## [Set exercise]
Reproduce the following records word for word, from the first line to the last.

## [Recorded information]
┌──

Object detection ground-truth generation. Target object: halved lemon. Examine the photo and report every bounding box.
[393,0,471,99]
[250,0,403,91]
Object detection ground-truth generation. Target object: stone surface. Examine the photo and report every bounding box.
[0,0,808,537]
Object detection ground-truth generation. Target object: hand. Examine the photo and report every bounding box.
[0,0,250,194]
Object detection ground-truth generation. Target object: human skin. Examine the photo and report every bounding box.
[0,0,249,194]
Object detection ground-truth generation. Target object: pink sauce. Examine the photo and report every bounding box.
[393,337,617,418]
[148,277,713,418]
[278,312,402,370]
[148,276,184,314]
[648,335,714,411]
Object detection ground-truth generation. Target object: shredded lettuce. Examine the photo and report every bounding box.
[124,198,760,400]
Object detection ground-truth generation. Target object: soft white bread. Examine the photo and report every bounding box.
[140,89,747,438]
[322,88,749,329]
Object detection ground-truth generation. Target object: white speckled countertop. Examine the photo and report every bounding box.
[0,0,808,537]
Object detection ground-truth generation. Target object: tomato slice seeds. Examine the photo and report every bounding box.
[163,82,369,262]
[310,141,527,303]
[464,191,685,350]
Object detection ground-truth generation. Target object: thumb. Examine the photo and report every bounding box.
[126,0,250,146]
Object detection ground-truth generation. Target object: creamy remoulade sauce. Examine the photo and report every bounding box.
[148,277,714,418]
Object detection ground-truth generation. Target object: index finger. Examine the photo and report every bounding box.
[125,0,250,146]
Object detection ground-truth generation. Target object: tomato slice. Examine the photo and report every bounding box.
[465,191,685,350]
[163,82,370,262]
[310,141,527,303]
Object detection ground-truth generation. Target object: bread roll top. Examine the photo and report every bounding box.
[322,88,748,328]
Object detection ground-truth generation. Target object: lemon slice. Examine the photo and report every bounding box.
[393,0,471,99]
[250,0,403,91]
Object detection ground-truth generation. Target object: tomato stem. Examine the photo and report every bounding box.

└──

## [Output]
Object detection ground-truth generation. Target object: halved lemon. Examine the photo and report every bounding box.
[393,0,471,99]
[250,0,403,91]
Object detection ground-truth generation. Target object: stone surface. Examine the photo and report every bounding box.
[0,0,808,537]
Object detection ground-truth generation. Target object: hand. Examine the photo and report every bounding box.
[0,0,250,194]
Object detection ground-truth generation. Target object: human skin. Examine the photo and report every bounding box.
[0,0,249,194]
Object detection ground-truth generation. Target object: pink sauce. Examine the photo and report every bounding box.
[393,337,617,418]
[148,277,713,418]
[278,312,402,370]
[148,276,184,314]
[648,335,714,411]
Object detection ground-truth generation. Target object: shredded lettuce. Examine the photo and report every bounding box.
[124,198,760,400]
Object detection ground-truth generation. Target object: soft white bread. Examine the photo and report every bounding box.
[140,89,747,438]
[322,88,749,329]
Object detection ground-truth generation. Target object: white speckled countertop. Examine the photo and report every bounding box.
[0,0,808,537]
Object detection ground-truth generation. Target object: tomato slice seeds. Examine the photo and report every bounding box.
[163,82,369,262]
[310,141,527,303]
[464,191,685,350]
Object detection ground-truth generation. Target object: thumb. Examine the photo and report every bounding box.
[126,0,250,146]
Object detection ground-truth generation. Target object: creamy remoulade sauce. Examine the photo and report every bounding box.
[148,277,714,418]
Object detection ground-truth generation. Target object: index finger. Examine the photo and report every bounding box.
[125,0,250,146]
Object detection ground-truth generation. Target object: tomato slice. Examine the photo and report every bounding box.
[465,191,685,350]
[163,82,370,262]
[310,141,527,303]
Object detection ground-truth generation. Target object: bread roll top. Examine the photo and report every bounding box.
[322,88,748,328]
Object detection ground-truth generation. Target object: lemon slice. Examine the photo and report every bounding box.
[393,0,471,99]
[250,0,403,91]
Object detection ground-truth generation. Target object: tomato stem. Examine the photo and report every bounding box.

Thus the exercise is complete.